**What you are asked to do:** The listing that follows must be retyped in full, exactly.

**Data to process:**
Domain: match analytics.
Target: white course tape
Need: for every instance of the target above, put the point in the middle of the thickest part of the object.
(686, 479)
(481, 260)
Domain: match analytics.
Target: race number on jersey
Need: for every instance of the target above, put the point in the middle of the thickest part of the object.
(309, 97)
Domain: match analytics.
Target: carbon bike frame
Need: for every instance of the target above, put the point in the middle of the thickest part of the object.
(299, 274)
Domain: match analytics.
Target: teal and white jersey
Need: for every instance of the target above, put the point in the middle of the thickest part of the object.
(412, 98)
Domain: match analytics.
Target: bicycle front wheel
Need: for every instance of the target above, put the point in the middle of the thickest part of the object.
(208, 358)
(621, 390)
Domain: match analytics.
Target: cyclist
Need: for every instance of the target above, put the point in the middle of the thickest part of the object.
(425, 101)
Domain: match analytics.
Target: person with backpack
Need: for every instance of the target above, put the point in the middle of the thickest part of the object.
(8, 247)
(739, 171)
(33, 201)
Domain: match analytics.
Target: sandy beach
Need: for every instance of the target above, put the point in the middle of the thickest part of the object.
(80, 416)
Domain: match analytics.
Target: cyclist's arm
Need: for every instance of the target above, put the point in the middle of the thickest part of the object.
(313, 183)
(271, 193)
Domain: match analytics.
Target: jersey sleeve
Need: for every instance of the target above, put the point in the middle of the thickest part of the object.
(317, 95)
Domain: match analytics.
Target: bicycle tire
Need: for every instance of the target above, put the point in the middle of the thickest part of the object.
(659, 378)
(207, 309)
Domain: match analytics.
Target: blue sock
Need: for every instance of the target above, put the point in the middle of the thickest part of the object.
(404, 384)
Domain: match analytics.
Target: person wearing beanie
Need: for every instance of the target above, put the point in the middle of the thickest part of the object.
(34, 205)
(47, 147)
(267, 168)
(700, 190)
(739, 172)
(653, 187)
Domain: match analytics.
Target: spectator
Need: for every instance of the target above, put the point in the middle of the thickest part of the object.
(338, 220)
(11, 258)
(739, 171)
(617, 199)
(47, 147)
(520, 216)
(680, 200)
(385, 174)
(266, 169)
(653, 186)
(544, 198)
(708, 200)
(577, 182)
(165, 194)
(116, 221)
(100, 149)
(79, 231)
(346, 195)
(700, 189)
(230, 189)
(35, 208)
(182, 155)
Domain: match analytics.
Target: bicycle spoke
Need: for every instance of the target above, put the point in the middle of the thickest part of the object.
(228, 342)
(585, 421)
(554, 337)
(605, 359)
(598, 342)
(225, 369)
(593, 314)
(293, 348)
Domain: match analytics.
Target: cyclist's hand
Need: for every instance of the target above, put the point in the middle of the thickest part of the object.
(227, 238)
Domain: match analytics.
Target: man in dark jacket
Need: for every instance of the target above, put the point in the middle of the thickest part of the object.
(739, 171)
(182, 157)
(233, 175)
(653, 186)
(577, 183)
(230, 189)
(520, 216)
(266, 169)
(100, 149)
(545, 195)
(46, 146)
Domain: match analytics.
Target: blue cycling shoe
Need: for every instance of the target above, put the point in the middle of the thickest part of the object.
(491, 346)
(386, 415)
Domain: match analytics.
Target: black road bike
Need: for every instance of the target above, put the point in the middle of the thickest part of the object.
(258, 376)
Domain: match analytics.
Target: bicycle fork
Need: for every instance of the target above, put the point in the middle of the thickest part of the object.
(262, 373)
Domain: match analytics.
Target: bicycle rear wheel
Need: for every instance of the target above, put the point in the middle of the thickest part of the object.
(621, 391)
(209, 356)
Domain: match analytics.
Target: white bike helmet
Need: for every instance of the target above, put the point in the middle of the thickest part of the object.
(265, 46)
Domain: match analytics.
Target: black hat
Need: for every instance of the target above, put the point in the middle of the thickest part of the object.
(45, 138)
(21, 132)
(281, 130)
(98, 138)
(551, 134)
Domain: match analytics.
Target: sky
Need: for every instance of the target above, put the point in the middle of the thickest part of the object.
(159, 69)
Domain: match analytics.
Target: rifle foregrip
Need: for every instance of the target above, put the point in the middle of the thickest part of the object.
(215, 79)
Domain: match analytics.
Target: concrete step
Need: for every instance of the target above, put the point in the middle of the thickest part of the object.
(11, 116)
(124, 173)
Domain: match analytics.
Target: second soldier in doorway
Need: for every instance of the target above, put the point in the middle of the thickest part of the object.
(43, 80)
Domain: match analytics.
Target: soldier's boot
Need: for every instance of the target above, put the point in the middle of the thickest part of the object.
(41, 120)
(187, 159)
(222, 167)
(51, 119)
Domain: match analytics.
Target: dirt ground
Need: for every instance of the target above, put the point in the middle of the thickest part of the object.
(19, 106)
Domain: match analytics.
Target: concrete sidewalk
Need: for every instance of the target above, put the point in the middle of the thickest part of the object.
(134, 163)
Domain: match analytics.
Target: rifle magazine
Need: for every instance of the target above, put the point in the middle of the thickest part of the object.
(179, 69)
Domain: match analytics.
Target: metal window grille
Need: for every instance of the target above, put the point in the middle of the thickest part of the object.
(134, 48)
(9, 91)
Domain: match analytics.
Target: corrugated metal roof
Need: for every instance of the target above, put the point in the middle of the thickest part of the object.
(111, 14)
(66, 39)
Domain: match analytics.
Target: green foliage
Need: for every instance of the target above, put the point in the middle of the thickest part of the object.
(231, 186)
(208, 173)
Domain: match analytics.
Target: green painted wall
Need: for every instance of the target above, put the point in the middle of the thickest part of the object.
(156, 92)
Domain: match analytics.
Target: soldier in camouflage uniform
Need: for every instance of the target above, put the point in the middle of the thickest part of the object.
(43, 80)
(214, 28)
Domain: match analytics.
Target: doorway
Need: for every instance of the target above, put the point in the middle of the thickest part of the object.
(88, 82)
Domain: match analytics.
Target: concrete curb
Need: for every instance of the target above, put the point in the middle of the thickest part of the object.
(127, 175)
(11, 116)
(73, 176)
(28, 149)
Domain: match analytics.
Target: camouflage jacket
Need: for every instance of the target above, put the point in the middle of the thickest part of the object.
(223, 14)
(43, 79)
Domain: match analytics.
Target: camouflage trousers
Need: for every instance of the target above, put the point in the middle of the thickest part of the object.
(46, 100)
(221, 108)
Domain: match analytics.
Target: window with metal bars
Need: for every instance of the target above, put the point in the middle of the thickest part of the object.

**Output of the task:**
Domain: match analytics.
Target: white course tape
Need: for every instance of the target above, put the point in the middle of the thickest part of the object.
(686, 479)
(481, 260)
Domain: match analytics.
Target: race number on jersey
Need: for every instance of the target above, put the point in the middle of the thickest part of the object.
(309, 97)
Domain: match analytics.
Target: carbon bike frame
Need: for every instance of the target above, put the point in the middle of the thickest part of the object.
(299, 274)
Domain: match analytics.
Target: teal and white jersey
Need: for every instance of the target above, put the point in the middle of the thickest part of the object.
(412, 98)
Domain: match analytics.
Target: bicycle front wheel
Need: for every instance of the target above, put the point in the middle of the thickest part of the object.
(208, 358)
(621, 390)
Domain: match analytics.
Target: cyclist
Need: for every instance of the target above, put the point in the middle of the thickest part of the object.
(425, 101)
Domain: match analytics.
Target: person with backpack
Need: for every instance of the target above, put the point in the middle of the thickest part of the object.
(8, 247)
(739, 171)
(33, 201)
Domain: match analytics.
Target: sandy beach
Need: for every instance of the target above, put the point in the middle of the thickest part of the object.
(80, 416)
Domain: match analytics.
Target: cyclist's arm
Need: for every instance of the target above, put the point in the middle of the thickest part of the object.
(313, 183)
(271, 193)
Domain: match analytics.
Target: jersey sleeve
Need: for every instance of the target above, put the point in the middle of the thickest part of the object.
(317, 95)
Domain: match analytics.
Target: bicycle tire
Need: for every instance of the target above, put the point in the middle of the thickest part of the object.
(659, 378)
(207, 309)
Domain: match analytics.
Target: blue sock
Need: for every instance of the target above, put the point in the middle of the thickest part of the object.
(404, 384)
Domain: match analytics.
Target: person wearing beanie
Need: for every instance of the target above, put the point in the middle of the thickest part of the object.
(34, 205)
(47, 147)
(267, 168)
(700, 190)
(739, 172)
(653, 187)
Domain: match analytics.
Target: spectator
Need: for every instance of the target above, put the point in the middle of the thickest part of the object.
(338, 220)
(11, 258)
(739, 171)
(617, 199)
(47, 147)
(520, 216)
(680, 200)
(385, 174)
(266, 169)
(653, 186)
(544, 198)
(708, 200)
(577, 182)
(165, 194)
(116, 221)
(100, 149)
(79, 231)
(346, 195)
(700, 189)
(230, 189)
(35, 208)
(182, 155)
Domain: match analytics.
Target: bicycle spoke
Need: for every instance of the target above, put the point in the middle of the thickest part of the object.
(228, 342)
(585, 421)
(554, 337)
(605, 359)
(598, 342)
(225, 369)
(593, 314)
(293, 348)
Domain: match analytics.
Target: cyclist's hand
Need: for every instance of the target above, put the point in the middle of the thickest part of the object.
(227, 238)
Domain: match analytics.
Target: man in dark jacket
Need: for every instance of the target above, put the point in the middle of the thickest part of the object.
(739, 171)
(182, 157)
(233, 175)
(653, 186)
(577, 183)
(230, 189)
(520, 216)
(266, 169)
(100, 149)
(545, 195)
(46, 146)
Domain: match analytics.
Target: blue cycling shoe
Need: for every instance of the target above, put the point in the middle of the thickest part of the object.
(491, 346)
(386, 415)
Domain: match analytics.
Target: black road bike
Need: for every instance of the target above, put the point in the middle of the thickest part of the object.
(258, 376)
Domain: match analytics.
Target: bicycle fork
Need: for every instance of the target above, put the point in the middle of the thickest part of the object.
(262, 373)
Domain: match analytics.
Target: bicycle rear wheel
Need: for every instance of the target above, put the point in the middle of the thickest part of the object.
(621, 391)
(209, 356)
Domain: match analytics.
Target: white bike helmet
Need: for every instance of the target above, put the point in the middle of the thickest part of the object.
(265, 46)
Domain: match analytics.
Target: black hat
Need: for every instance of the target above, put the point in the middle of the thickest part of the object.
(45, 138)
(21, 132)
(281, 130)
(98, 138)
(551, 134)
Domain: match analytics.
Target: sky
Need: for every instance of the target above, put the point in the middle of the thickest part of the object.
(159, 69)
Domain: match analytics.
Target: rifle foregrip
Need: for every instance of the target above, put the point in the middle of the thickest part of the object.
(215, 79)
Domain: match analytics.
Target: concrete step
Need: for every instance of the target above, put the point in the middle of the thickest part of the object.
(11, 116)
(124, 173)
Domain: match analytics.
Target: second soldier in doorway
Need: for every instance of the target above, put the point in the middle of the thickest part of the object.
(43, 80)
Domain: match analytics.
Target: soldier's boot
Need: for every instance of the target above, put the point in the middle of the thickest part of the object.
(41, 120)
(187, 159)
(222, 167)
(51, 119)
Domain: match analytics.
Target: dirt ground
Need: for every instance of the target above, put the point in the middle of the thickest part of the object.
(19, 106)
Domain: match analytics.
Target: concrete sidewalk
Need: for every instance of the target above, put the point in the middle of the thickest part of the object.
(134, 163)
Domain: match analytics.
Target: rifle magazine
Need: for every instance of the target above, put the point in the middle of the thickest part of the object.
(179, 69)
Domain: match analytics.
Target: metal window grille
Need: for every instance of the target above, put the point in the middle of the thickest part of the object.
(134, 48)
(9, 91)
Domain: match analytics.
Target: corrugated metal roof
Need: for every instance of the target above, put the point in the middle of the thickest part of the object.
(111, 14)
(66, 39)
Domain: match analytics.
Target: green foliage
Need: for every instance of the target above, put the point in the middle of the thickest part of the object.
(231, 186)
(208, 173)
Domain: match analytics.
Target: green painted wall
Need: for every instance of the target above, put the point in the middle of the thickest part of the object.
(156, 92)
Domain: match analytics.
Target: soldier in camouflage uniform
Need: for every instance of the target above, put the point in the middle of the thickest part of the object.
(43, 80)
(214, 28)
Domain: match analytics.
Target: doorway
Need: for every instance of the target above, put the point in the middle of the thickest part of the object.
(88, 82)
Domain: match analytics.
Target: concrete curb
Need: for every instance of the target above, put the point in the middle of the thickest part of the object.
(127, 175)
(11, 116)
(73, 176)
(28, 149)
Domain: match analytics.
Target: camouflage jacket
Need: for every instance of the target above, put the point in the middle of the thickest part of the object.
(223, 14)
(43, 79)
Domain: match analytics.
Target: camouflage trousers
Need: for every instance of the target above, put the point in the middle of the thickest part of the object.
(46, 100)
(221, 108)
Domain: match analytics.
Target: window with metal bars
Need: for every instance of the target above, put the point in the middle of the thickest part of the object.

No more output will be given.